AFFAIRE : N RG 06 / 00724
Code Aff. :
ARRÊT N
MH NP
ORIGINE : DECISION en date du 08 Février 2006 du Tribunal de Grande Instance de LISIEUX-RG no 04 / 1701
COUR D'APPEL DE CAEN
PREMIÈRE CHAMBRE-SECTION CIVILE ET COMMERCIALE
ARRÊT DU 25 OCTOBRE 2007
APPELANTS :
Monsieur Philippe X...
GROUPE X...
...
27110 LE NEUBOURG
L'EURL NATURE ET LIN
Rue de l'Homme de Bois
14600 HONFLEUR
prise en la personne de son représentant légal
représentés par la SCP GRANDSARD DELCOURT, avoués
assistés de Me Jean-Louis DEBRE, avocat au barreau d'EVREUX
INTIMEES :
LE CREDIT LYONNAIS
4 Place Berthelot
14600 HONFLEUR
pris en la personne de son représentant légal
non comparant, bien que régulièrement assigné,
Madame Inès Y...

**LIGNES DE DONNÉES:**

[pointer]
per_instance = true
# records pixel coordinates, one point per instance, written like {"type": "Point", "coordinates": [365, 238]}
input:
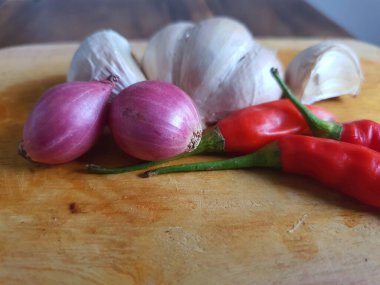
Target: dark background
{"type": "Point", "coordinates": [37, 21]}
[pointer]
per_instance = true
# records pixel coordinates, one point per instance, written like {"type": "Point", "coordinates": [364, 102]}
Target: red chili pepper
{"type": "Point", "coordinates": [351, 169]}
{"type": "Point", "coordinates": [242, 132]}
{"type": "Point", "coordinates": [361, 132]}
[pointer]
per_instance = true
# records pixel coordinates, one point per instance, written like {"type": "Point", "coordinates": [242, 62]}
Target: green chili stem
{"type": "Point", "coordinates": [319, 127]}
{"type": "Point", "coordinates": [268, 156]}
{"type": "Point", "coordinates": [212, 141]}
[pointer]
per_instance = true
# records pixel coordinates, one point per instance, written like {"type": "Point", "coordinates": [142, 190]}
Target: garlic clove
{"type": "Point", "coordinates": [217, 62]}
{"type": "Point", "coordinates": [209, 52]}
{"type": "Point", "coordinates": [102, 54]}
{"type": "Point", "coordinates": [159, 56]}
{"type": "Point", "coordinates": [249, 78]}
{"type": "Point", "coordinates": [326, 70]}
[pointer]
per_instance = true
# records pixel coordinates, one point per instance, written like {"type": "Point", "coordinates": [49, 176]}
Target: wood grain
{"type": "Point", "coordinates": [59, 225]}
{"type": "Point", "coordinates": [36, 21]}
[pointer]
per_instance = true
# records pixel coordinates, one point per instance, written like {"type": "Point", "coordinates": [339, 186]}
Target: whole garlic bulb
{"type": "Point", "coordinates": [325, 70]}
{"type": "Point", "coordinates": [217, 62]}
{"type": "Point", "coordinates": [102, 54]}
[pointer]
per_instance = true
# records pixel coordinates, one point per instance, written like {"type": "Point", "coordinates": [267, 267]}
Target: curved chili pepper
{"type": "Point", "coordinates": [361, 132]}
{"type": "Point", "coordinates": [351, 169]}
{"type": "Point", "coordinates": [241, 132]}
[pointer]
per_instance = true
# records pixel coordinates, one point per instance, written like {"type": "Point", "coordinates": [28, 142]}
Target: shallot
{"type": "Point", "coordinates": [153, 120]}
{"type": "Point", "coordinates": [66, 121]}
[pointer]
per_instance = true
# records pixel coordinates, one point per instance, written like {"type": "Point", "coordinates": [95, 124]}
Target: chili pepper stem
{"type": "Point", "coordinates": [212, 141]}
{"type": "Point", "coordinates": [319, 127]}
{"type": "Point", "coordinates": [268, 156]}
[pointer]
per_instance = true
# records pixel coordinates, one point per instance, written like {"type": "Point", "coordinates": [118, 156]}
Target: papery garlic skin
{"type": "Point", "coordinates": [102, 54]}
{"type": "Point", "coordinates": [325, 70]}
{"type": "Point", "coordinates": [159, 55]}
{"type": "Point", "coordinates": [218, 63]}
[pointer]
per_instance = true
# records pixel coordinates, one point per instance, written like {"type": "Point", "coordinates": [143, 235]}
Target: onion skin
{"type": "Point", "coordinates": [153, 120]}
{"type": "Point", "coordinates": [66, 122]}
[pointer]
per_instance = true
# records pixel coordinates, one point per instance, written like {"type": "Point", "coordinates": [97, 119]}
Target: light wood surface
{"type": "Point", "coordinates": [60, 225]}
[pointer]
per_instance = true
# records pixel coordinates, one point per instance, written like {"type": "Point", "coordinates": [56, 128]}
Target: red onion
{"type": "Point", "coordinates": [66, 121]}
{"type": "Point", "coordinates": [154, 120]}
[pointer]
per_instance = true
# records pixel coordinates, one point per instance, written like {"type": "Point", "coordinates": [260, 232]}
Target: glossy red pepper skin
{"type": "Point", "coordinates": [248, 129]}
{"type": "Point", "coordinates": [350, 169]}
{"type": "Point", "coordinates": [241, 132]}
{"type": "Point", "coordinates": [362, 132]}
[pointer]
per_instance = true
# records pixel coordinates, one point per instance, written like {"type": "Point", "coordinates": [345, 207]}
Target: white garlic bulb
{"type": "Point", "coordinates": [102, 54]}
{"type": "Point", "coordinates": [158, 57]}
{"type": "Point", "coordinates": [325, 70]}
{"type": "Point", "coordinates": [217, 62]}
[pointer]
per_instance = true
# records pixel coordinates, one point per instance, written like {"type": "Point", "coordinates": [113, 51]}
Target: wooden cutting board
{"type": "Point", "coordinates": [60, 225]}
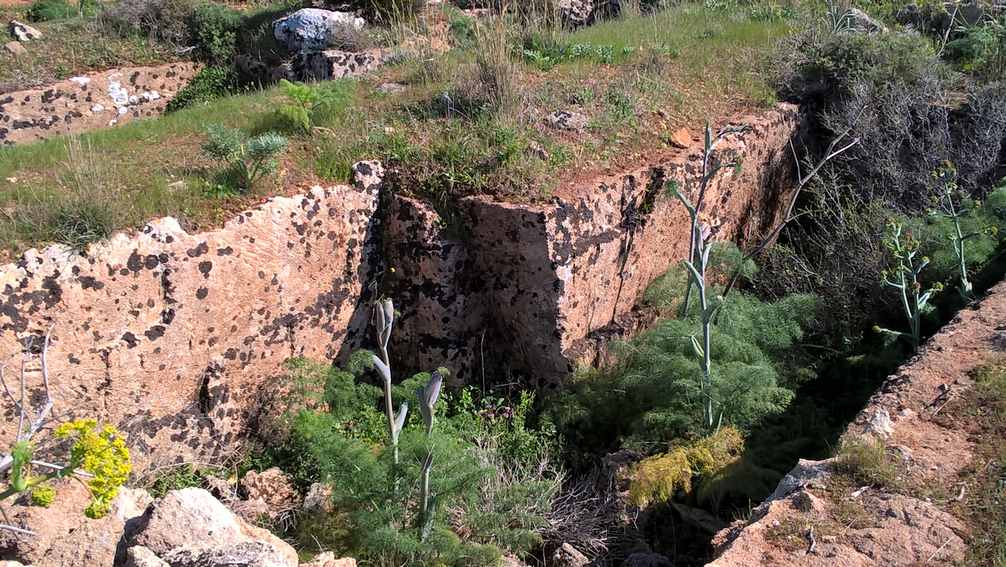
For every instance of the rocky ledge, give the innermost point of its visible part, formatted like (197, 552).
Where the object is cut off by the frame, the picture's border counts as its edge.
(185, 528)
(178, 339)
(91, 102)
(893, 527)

**ÉNONCÉ 1:** Traduisez en anglais la phrase suivante de l'extrait choisi : « ORIGINE : DECISION en date du 08 Février 2006 du Tribunal de Grande Instance de LISIEUX-RG no 04 / 1701 ».
**ÉNONCÉ 2:** Affichez chacune des lignes qui contiennent le mot "skin".
L'extrait choisi et les lignes n'ont pas la même origine.

**RÉSULTAT OBTENU 1:** ORIGIN: DECISION dated February 8, 2006, of the Tribunal de Grande Instance of LISIEUX - RG no. 04 / 1701

**RÉSULTAT OBTENU 2:**
Target: papery garlic skin
Target: onion skin
Target: glossy red pepper skin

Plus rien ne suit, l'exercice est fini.